> _GIVEN TASK 1_: Please write out the part of the handbag story below from "I did the only" to "out the onions.".

> _SELECTED EXTRACT_:
Now I was wide-awake.

“What?”

“Just forget it. I’ll show you in the morning.”

“Show me now.”

“No.”

“Yes.”

“No.”

“Yes.”

This went on for a few minutes.

He finally agreed to show me his ’sculpture’. There on the kitchen table was my handbag. My handbag that I would be using the next day for my client meeting. I wish I had taken a picture of it, but I was too angry.

He had stuffed it full of yellow onions. Long wooden spoons and chopsticks were sticking out from the onions. Around thirty matchbooks from various restaurants were balanced on top of the onions. My keys were balanced on top of one of wooden spoons.

I did the only thing that I could do. I sputtered. “My, my, my, my! Handbag! Handbag!”

“It’s art!”

“I- you- my!”

“You said you wouldn’t be mad.”

I pulled out the wooden spoons and the chopsticks, tossed them into the sink and started to pull out the onions.

> _DATA IN THIS EXERCISE_:
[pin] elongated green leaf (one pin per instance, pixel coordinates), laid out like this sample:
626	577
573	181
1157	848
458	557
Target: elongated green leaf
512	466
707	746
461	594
--
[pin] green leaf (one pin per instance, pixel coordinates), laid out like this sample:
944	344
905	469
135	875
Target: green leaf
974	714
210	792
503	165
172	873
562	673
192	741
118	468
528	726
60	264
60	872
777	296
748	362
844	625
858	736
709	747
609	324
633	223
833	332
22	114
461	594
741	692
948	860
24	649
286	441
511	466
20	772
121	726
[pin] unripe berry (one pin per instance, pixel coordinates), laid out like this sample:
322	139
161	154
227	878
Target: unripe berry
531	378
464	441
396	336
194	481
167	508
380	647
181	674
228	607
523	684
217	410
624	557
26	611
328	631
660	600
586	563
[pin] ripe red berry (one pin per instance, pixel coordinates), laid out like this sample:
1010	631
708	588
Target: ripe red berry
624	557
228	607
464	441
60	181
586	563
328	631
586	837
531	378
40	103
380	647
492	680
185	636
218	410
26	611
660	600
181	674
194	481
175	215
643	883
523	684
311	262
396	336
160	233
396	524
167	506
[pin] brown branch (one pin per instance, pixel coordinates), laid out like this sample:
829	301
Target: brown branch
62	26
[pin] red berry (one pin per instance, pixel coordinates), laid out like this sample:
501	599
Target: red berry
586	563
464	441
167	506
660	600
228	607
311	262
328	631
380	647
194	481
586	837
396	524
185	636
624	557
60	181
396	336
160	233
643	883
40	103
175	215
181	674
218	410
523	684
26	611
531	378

> _GIVEN TASK 2_: Pick out each line of the records above that contains the word "like". Case counts.

> _WRITTEN RESPONSE 1_:
I did the only thing that I could do. I sputtered. “My, my, my, my! Handbag! Handbag!”

“It’s art!”

“I- you- my!”

“You said you wouldn’t be mad.”

I pulled out the wooden spoons and the chopsticks, tossed them into the sink and started to pull out the onions.

> _WRITTEN RESPONSE 2_:
[pin] elongated green leaf (one pin per instance, pixel coordinates), laid out like this sample:
[pin] green leaf (one pin per instance, pixel coordinates), laid out like this sample:
[pin] unripe berry (one pin per instance, pixel coordinates), laid out like this sample:
[pin] ripe red berry (one pin per instance, pixel coordinates), laid out like this sample:
[pin] brown branch (one pin per instance, pixel coordinates), laid out like this sample:
[pin] red berry (one pin per instance, pixel coordinates), laid out like this sample:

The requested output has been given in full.